** Requisitos del problema **
Copia de forma literal el fragmento del texto sobre la ceguera y la Cuaresma que comienza con las palabras "La Cuaresma es" y concluye con "la luz divina.".

** Texto del ejercicio **
>>

Imaginemos que tenemos los ojos vendados, y sentimos que no vemos. En los tiempos de Jesús ser ciego era pertenecer al mundo de los despreciados. Según la mentalidad religiosa de la época, la ceguera era consecuencia de alguna culpa: bien personal, bien heredada de los padres u otros antepasados. Ser ciego era como haber recibido un castigo para toda la vida.
Nosotros a veces tampoco valoramos el don de la visión. Cuando despertamos cada día, entre los muchos regalos que Dios nos hace, también nos encontramos con el milagro de poder ver. El sentido de la vista es uno de los sentidos más valiosos de la vida humana, y a su vez uno de los más útiles para observar y experimentar. Hoy vivimos en el mundo de la imagen, lo que entra por la visión parece que tiene mucha fuerza: por ejemplo, en los anuncios publicitarios nos bombardean constantemente con imágenes espectaculares. Estamos tan por los estímulos visuales que a veces vivimos obnubilados, confundidos; no sabemos discernir qué y para qué lo queremos hacer, y terminamos siendo esclavos de tales imágenes.
El sentido de la vista es uno de los sentidos más valiosos de la vida humana, y a su vez uno de los más útiles para observar y experimentar.
Sin embargo, la cultura de la imagen también tiene sus ventajas, pues dicen que una imagen vale más que mil palabras. Si logramos ordenar ese caos frenético social, gracias a la visión podemos representarnos el mundo exterior en nuestro interior, grabar imágenes en nuestra memoria e imaginar nuevas posibilidades, así como ofrecer una mirada limpia y bondadosa a los demás. En esta Cuaresma, toca preguntarnos por el sentido de lo que vemos con la vista física y, sobre todo, con nuestra vista espiritual: los “ojos del alma”.
La Cuaresma es un tiempo oportuno para decir adiós a nuestra ceguera espiritual. Por su palabra, Dios nos ofrece iluminación abundante: Lámpara es tu palabra para mis pasos, luz en mi sendero (Sal 119). Sin embargo, dejar la ceguera a un lado también nos compromete: el ciego, cuando finalmente ve, ya no es el mismo, sino una nueva criatura. Habitar en la luz es dejarse guiar por la gracia de Dios: ese don que nos permite participar en la luz de Cristo y ofrecer esa misma luz a los demás: Vosotros sois la luz del mundo (Mt 5, 17). Todos estamos llamados a dejar la ceguera y habitar en la luz divina.

<<

** Datos proporcionados **

>>

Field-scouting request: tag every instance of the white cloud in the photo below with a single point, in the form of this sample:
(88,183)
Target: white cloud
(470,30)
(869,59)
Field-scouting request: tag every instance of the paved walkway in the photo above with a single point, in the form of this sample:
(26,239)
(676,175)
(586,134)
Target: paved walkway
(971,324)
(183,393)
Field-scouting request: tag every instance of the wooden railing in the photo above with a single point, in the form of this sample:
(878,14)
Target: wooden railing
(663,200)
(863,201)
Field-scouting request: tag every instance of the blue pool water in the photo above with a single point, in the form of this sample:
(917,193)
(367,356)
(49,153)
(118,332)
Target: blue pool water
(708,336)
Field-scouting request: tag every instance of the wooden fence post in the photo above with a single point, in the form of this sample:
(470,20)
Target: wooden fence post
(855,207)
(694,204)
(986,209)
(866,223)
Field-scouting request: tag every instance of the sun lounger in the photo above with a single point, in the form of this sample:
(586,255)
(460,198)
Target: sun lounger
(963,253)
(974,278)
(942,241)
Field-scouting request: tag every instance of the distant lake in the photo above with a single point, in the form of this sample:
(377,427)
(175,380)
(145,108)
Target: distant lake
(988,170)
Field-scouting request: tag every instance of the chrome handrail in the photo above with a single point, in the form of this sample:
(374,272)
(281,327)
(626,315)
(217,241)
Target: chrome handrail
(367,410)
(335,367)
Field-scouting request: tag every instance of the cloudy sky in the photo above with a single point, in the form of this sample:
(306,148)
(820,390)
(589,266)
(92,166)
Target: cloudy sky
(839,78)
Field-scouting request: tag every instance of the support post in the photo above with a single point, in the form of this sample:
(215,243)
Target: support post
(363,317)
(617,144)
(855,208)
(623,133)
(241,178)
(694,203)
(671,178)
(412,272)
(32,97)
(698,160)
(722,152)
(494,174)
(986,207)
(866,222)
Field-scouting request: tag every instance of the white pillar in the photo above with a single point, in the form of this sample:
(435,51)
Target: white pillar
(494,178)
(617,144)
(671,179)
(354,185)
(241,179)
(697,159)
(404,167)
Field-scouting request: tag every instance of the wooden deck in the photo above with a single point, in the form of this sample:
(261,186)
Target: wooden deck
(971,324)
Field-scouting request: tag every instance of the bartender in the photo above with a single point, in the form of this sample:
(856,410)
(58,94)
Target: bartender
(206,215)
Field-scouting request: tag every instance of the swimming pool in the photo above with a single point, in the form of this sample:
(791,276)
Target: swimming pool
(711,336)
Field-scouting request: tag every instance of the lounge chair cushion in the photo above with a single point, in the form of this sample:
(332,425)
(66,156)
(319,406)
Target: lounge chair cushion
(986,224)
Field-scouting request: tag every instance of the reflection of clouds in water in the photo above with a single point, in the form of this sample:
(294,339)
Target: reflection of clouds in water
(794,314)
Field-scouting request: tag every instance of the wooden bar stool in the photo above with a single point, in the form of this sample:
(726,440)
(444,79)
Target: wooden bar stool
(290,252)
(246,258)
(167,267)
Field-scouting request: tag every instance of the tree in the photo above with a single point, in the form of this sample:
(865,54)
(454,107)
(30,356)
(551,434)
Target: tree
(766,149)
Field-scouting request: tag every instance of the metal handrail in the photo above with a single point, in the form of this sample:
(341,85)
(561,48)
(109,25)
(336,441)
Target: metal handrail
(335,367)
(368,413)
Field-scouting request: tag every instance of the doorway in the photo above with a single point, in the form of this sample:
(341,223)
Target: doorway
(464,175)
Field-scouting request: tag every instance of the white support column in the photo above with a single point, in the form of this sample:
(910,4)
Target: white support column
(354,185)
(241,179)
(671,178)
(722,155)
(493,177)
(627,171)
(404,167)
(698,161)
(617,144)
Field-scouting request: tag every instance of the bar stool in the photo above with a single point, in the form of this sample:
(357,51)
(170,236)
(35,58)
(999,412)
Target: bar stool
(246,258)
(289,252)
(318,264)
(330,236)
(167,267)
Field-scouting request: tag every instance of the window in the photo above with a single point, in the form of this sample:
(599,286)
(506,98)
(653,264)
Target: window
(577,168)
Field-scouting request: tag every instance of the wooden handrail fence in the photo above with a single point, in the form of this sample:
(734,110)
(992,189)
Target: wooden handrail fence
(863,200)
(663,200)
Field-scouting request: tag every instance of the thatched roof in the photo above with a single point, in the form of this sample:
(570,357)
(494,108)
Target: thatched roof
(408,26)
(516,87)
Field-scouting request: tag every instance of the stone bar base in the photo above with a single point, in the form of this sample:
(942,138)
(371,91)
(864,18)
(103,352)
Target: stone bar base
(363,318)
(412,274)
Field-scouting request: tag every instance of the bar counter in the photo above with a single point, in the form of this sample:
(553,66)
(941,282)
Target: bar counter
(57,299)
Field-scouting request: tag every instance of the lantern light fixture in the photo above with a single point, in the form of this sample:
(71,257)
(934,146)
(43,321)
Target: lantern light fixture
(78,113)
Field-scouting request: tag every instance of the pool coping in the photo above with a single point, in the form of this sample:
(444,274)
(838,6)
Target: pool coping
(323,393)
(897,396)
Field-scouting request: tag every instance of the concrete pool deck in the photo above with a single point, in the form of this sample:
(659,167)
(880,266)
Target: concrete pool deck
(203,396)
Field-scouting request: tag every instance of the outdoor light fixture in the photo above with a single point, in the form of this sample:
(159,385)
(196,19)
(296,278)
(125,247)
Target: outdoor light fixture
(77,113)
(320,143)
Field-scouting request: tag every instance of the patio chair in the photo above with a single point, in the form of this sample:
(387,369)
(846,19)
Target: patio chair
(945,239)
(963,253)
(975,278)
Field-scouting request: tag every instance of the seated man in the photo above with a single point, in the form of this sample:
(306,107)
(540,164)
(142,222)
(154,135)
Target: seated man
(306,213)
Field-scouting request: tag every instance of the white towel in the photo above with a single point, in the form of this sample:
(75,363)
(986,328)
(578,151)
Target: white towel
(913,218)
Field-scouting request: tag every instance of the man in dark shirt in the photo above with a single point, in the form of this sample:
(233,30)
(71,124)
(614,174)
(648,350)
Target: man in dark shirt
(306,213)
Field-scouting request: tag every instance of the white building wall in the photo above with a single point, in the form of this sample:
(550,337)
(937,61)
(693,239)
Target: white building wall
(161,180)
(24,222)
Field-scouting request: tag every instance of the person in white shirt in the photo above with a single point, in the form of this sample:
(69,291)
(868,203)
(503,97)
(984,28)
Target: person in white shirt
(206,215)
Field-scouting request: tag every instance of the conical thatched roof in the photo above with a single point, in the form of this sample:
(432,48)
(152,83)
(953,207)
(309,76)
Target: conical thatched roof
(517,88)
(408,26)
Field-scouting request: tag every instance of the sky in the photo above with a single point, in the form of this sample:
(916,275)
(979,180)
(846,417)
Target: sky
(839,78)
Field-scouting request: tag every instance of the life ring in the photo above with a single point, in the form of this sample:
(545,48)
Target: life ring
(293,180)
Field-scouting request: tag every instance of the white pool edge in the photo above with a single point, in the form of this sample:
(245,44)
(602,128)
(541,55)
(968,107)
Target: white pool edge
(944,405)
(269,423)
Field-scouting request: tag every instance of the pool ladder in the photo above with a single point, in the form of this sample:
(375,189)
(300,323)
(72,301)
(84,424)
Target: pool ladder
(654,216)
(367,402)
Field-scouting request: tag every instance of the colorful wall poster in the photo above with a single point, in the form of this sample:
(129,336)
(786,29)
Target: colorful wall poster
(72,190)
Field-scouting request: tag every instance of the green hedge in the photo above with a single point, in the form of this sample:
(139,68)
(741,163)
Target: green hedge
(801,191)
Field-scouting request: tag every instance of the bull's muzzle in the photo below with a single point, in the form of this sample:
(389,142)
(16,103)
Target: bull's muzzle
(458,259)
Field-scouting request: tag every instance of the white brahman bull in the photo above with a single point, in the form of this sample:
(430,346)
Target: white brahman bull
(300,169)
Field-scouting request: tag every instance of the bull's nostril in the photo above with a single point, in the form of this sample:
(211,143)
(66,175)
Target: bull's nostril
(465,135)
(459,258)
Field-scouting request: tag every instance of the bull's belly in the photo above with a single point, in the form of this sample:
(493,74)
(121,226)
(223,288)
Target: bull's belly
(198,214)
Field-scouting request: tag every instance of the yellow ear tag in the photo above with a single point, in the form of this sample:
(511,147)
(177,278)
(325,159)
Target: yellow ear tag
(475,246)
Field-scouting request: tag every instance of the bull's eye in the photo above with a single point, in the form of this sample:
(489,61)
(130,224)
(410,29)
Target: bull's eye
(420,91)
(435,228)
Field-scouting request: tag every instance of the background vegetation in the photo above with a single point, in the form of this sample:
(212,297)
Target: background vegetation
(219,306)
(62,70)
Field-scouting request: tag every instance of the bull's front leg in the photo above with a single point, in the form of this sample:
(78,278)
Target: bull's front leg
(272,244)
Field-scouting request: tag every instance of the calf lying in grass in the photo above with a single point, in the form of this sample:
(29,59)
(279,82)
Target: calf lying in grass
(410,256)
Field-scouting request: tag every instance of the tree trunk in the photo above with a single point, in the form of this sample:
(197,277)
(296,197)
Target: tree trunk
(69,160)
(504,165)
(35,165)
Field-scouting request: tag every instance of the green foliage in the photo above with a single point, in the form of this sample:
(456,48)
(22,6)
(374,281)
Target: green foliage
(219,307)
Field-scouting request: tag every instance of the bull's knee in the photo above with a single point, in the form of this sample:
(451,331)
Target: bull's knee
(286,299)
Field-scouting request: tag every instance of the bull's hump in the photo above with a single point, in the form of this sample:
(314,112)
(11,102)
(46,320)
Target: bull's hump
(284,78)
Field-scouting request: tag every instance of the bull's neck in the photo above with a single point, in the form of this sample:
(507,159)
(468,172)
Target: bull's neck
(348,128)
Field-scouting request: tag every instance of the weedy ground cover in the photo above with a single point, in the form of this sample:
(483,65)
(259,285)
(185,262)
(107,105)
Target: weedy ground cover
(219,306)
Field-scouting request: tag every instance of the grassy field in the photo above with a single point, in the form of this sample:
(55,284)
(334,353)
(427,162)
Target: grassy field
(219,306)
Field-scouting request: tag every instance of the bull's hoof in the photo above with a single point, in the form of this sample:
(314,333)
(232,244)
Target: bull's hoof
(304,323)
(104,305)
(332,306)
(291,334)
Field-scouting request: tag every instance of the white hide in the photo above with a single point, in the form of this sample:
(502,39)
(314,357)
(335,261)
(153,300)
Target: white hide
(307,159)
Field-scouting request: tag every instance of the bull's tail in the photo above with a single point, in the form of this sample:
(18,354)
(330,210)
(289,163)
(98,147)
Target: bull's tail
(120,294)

<<

** Respuesta al problema **
La Cuaresma es un tiempo oportuno para decir adiós a nuestra ceguera espiritual. Por su palabra, Dios nos ofrece iluminación abundante: Lámpara es tu palabra para mis pasos, luz en mi sendero (Sal 119). Sin embargo, dejar la ceguera a un lado también nos compromete: el ciego, cuando finalmente ve, ya no es el mismo, sino una nueva criatura. Habitar en la luz es dejarse guiar por la gracia de Dios: ese don que nos permite participar en la luz de Cristo y ofrecer esa misma luz a los demás: Vosotros sois la luz del mundo (Mt 5, 17). Todos estamos llamados a dejar la ceguera y habitar en la luz divina.